WHAT YOU SHOULD DO -> Please quote the data below verbatim, keeping every line in its original order.

RECORDS TO USE ->
┌──

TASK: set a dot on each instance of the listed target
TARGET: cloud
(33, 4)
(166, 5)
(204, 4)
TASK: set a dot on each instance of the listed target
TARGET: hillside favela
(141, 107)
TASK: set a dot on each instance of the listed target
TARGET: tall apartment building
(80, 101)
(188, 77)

└──

FINISHED TASK ->
TASK: set a dot on each instance of the listed target
TARGET: cloud
(33, 4)
(166, 5)
(204, 4)
TASK: set a dot on each instance of the listed target
TARGET: hillside favela
(141, 107)
TASK: set a dot on each instance of the listed target
TARGET: tall apartment building
(80, 101)
(188, 77)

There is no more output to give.